Dataset entries
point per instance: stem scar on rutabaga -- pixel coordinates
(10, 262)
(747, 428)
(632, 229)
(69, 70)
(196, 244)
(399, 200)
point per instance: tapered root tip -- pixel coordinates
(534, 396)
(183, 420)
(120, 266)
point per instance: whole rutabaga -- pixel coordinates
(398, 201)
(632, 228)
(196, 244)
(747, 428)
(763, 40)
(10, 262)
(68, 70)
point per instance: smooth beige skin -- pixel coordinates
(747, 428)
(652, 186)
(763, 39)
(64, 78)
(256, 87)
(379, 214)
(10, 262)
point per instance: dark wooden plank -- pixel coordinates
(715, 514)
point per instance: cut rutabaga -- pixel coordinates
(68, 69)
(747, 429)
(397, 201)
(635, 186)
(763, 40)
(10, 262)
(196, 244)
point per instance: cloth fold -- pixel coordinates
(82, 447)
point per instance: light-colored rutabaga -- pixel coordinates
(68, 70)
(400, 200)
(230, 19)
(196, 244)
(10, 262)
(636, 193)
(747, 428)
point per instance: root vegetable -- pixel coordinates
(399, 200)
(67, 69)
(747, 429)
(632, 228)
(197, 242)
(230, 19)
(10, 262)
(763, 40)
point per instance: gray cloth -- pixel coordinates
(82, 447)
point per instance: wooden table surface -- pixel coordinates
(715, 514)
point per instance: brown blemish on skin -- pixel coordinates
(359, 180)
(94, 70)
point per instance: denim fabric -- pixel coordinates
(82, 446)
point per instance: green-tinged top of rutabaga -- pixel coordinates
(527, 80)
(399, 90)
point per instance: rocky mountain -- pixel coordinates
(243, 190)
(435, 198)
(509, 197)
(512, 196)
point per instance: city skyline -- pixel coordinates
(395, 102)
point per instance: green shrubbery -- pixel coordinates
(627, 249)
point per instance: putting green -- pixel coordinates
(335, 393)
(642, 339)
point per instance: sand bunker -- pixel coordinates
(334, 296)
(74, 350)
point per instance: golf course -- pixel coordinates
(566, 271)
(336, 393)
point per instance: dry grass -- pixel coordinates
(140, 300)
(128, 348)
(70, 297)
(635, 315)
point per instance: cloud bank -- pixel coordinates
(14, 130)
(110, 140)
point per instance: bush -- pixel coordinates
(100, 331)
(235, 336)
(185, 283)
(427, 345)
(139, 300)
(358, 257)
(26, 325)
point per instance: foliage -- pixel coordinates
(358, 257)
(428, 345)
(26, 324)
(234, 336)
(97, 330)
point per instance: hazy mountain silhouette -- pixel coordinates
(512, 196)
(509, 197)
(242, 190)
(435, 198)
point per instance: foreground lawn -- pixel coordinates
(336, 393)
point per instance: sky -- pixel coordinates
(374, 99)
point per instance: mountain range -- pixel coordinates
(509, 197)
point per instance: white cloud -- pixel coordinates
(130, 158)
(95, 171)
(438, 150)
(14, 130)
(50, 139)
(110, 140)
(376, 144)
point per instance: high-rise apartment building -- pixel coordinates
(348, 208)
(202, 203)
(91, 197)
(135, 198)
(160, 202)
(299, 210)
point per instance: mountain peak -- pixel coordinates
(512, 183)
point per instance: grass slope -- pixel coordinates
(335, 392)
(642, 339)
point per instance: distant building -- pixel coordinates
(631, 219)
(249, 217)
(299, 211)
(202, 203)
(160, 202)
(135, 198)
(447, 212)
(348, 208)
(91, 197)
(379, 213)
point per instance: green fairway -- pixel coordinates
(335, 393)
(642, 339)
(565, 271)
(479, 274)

What to do:
Copy each line, exactly, that falls between the line containing "point per instance: high-rise" and the end of the entries, both included.

Response to the exercise:
point per instance: high-rise apartment building -- pixel coordinates
(348, 208)
(202, 203)
(91, 197)
(135, 198)
(160, 202)
(299, 210)
point per instance: mountain peak -- pixel coordinates
(512, 183)
point per instance: grass slope -- pixel coordinates
(335, 392)
(642, 339)
point per instance: distant building -- pixel coordinates
(631, 219)
(249, 217)
(299, 211)
(202, 203)
(160, 202)
(135, 198)
(447, 212)
(348, 208)
(91, 197)
(379, 213)
point per instance: green fairway -- pixel coordinates
(335, 393)
(642, 339)
(565, 271)
(479, 274)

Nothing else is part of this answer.